PAGE EXCERPT:
▬▬▬
Good deeds gone bad: Lay theories of altruism and selfishness
Ryan Carlson & Jamil Zaki
Journal of Experimental Social Psychology, March 2018, Pages 36-40

Abstract:

When people help others, they often benefit themselves as well. Do these benefits disqualify prosocial acts from being truly altruistic? Scientists and philosophers have long debated this question, but few have considered laypeople's beliefs about altruism. Here, we examine such lay theories surrounding altruism. Across two studies, observers read about agents who behaved prosocially. In some cases, agents benefitted materially, socially, or emotionally from their actions (self-oriented consequences); in other cases, they acted in order to accrue these benefits (self-oriented motives). Observers "penalized" actions that produced self-oriented consequences - rating them as less altruistic than actions involving no such benefit - unless these benefits were emotional. When agents' actions involved self-oriented motives, observers penalized them more harshly, viewing their behavior as more selfish than even clearly non-prosocial acts. These data suggest that lay theories distinguish between motives for, and "side effects" of, prosocial actions, converging with recent psychological theories of altruism.


Field study of charitable giving reveals that reciprocity decays over time
Amanda Chuan, Judd Kessler & Katherine Milkman
Proceedings of the National Academy of Sciences, 20 February 2018, Pages 1766-1771

Abstract:

We examine how reciprocity changes over time by studying a large quasiexperiment in the field. Specifically, we analyze administrative data from a university hospital system. The data include information about over 18,000 donation requests made by the hospital system via mail to a set of its former patients in the 4 months after their first hospital visit. We exploit quasiexperimental variation in the timing of solicitation mailings relative to patient hospital visits and find that an extra 30-day delay between the provision of medical care and a donation solicitation decreases the likelihood of a donation by 30%. Our findings have important implications for models of economic behavior, which currently fail to incorporate reciprocity's sensitivity to time. The fact that reciprocal behavior decays rapidly as time passes also suggests the importance of capitalizing quickly on opportunities to benefit from a quid pro quo.
▬▬▬
LISTED ENTRIES:
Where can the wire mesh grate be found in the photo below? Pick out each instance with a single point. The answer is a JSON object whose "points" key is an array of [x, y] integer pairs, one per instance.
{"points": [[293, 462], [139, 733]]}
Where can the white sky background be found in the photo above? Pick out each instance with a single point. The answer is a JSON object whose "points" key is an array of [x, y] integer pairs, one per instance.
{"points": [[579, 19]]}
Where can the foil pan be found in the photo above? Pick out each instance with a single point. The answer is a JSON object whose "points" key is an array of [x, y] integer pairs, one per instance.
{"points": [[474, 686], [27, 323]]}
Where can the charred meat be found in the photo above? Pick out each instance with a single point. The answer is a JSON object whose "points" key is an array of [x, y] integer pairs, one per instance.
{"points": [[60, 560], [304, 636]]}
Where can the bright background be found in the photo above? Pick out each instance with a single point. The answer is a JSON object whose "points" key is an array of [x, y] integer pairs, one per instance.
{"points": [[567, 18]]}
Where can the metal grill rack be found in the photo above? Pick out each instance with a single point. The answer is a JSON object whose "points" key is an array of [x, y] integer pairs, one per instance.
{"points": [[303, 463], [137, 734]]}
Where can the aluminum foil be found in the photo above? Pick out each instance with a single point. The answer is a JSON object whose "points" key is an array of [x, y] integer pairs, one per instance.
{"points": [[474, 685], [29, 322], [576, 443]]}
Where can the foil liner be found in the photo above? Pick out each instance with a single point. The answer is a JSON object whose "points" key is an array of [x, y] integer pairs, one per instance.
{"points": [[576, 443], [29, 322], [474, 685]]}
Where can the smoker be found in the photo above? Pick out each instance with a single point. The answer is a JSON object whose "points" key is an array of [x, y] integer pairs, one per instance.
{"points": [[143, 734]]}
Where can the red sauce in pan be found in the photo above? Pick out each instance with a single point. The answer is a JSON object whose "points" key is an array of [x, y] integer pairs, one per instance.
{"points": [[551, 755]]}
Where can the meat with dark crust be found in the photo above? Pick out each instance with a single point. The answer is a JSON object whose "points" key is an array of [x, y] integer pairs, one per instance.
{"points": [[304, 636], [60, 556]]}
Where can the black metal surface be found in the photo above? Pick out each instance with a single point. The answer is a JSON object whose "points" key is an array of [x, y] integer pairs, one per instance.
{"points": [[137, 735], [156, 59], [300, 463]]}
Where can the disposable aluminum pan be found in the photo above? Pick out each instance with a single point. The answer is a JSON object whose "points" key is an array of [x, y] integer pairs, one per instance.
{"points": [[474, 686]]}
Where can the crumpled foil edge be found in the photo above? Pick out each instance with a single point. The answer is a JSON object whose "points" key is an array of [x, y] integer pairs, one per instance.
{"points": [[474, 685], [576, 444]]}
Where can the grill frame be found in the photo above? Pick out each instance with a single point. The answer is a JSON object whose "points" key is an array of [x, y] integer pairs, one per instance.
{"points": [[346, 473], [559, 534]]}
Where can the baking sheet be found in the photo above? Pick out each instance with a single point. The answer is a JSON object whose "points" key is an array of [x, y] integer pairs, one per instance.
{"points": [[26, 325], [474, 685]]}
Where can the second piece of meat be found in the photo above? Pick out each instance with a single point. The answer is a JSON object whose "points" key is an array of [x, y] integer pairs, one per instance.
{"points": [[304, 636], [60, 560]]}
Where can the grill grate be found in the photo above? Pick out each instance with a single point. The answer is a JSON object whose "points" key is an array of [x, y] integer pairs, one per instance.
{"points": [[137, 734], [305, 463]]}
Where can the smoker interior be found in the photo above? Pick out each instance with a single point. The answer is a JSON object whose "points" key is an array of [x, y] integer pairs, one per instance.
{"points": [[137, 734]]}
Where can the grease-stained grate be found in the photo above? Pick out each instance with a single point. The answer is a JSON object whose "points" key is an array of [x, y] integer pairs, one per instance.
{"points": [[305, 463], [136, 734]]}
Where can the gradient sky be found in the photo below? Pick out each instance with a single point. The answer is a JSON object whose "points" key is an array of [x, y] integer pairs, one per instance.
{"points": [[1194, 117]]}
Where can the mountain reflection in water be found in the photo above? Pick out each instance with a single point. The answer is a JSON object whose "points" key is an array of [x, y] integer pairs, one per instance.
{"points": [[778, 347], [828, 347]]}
▬▬▬
EXERCISE DETAILS:
Extend the research abstracts on altruism and charitable giving, starting after their final sentence.

ANSWER SPACE:
Intuitive Donating: Testing One-Line Solicitations for $1 Donations in a Large Online Experiment
Samantha Horn & Dean Karlan
NBER Working Paper, February 2018

Abstract:

We partnered with a large online auction website to test differing messages' effects on the decision to donate to charity at checkout. Our setting, where impulsive decisions are likely to be driving donations, allows us to evaluate intuitive responses to messages prompting a donation. We find that shorter messages, matching grants, and descriptions of a charity's mission increase both the likelihood that a user donates, as well as the average amount donated. Conversely, displaying the impact of the donated amount, the popularity of the charity, and that a charity uses scientific evidence do not improve donation rates. These results contribute to our understanding of how framing requests drives the decision to donate and are practically relevant to the many retail sites which promote giving at point of sale.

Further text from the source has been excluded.